## WORK REQUIRED
Can you rewrite the lines below, replacing "chair" with "bench" and leaving everything else unchanged, with the picture left out?

## SUPPLIED MATERIAL
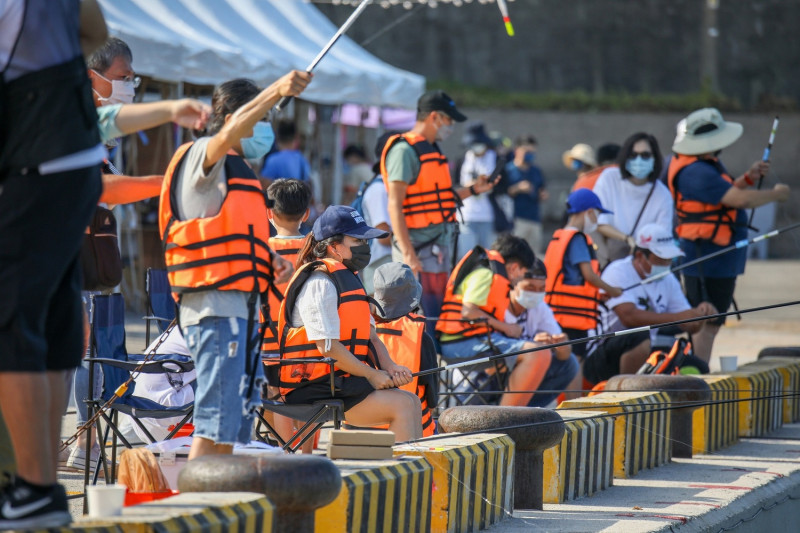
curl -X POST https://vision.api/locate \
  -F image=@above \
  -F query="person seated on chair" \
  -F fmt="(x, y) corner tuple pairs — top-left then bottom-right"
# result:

## REPLY
curl -X POST https://vision.api/locate \
  -F image=@above \
  -F query="person seated on bench" \
  -F fmt="(x, y) corner tuple pairs — top-left then bottom-right"
# result:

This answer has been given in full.